## BEGIN ITEMS

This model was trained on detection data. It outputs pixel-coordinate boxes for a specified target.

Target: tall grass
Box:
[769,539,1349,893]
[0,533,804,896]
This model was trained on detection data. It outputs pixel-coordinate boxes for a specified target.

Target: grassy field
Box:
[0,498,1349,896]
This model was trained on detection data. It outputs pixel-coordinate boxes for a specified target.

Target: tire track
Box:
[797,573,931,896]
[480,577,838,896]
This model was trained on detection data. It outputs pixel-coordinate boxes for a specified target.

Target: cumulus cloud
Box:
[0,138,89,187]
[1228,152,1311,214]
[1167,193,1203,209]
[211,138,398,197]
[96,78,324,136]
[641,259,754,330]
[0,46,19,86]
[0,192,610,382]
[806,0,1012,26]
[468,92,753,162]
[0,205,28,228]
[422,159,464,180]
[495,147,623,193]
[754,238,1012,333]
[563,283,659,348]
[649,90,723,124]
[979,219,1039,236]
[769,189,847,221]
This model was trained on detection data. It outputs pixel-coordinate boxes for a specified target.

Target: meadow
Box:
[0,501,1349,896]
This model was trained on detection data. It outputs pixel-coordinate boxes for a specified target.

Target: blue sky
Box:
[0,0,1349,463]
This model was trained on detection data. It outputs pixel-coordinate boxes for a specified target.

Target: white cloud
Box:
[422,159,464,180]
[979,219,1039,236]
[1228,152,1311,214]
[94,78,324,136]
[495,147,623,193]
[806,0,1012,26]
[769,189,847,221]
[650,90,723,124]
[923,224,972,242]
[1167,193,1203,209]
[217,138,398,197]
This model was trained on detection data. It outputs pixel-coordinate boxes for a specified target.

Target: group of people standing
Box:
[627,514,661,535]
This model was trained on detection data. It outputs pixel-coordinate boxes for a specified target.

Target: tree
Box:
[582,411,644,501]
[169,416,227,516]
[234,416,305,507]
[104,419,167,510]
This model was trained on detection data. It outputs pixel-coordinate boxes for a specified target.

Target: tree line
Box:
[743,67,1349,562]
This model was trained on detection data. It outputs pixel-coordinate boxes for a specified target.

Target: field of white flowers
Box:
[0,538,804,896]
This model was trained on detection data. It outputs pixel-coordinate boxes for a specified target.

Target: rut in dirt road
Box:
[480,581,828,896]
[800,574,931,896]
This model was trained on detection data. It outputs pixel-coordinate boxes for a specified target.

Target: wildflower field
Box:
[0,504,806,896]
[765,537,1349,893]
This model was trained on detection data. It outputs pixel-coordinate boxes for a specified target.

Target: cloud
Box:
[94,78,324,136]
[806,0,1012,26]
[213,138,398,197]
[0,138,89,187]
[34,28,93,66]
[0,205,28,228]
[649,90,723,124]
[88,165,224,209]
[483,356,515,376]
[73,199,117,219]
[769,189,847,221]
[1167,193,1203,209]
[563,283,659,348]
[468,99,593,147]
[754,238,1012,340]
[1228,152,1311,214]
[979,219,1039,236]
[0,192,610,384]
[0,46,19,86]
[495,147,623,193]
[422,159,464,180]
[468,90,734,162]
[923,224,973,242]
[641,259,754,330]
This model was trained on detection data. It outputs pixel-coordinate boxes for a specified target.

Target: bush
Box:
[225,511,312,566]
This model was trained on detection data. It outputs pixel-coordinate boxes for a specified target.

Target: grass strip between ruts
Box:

## END ITEMS

§ **INSTRUCTION**:
Reproduce the data above verbatim, from its first line through the line containing "[0,0,1349,463]", including that line.

§ **RESULT OF THIS TASK**:
This model was trained on detection data. It outputs pixel-coordinate boxes for a specified target.

Target: tall grass
Box:
[769,539,1349,893]
[0,533,804,896]
This model was trained on detection data. It outputs pixel-coordinate boxes for a specified target.

Target: grassy field
Box:
[0,498,1349,896]
This model was trained on detection data. It outputs pixel-coordinate boxes for a specified target.

Target: tire track
Box:
[797,573,931,896]
[480,577,838,896]
This model was trained on detection data. It outputs pixel-coordinate boxes for a specified target.

Target: cumulus cloud
Box:
[0,138,89,187]
[1228,152,1311,214]
[1167,193,1203,209]
[211,138,398,197]
[96,78,324,136]
[641,259,754,330]
[0,46,19,86]
[0,192,610,382]
[806,0,1012,26]
[468,92,753,162]
[0,205,28,228]
[422,159,464,180]
[495,147,623,193]
[754,238,1012,333]
[563,283,659,348]
[649,90,723,124]
[979,219,1039,236]
[769,189,847,221]
This model was trained on detection data. It outputs pixel-coordinate boxes for a specified target.

Target: meadow
Box:
[0,501,1349,896]
This model was trained on detection data. It outputs pixel-coordinate boxes for a specified target.

Target: blue sky
Box:
[0,0,1349,463]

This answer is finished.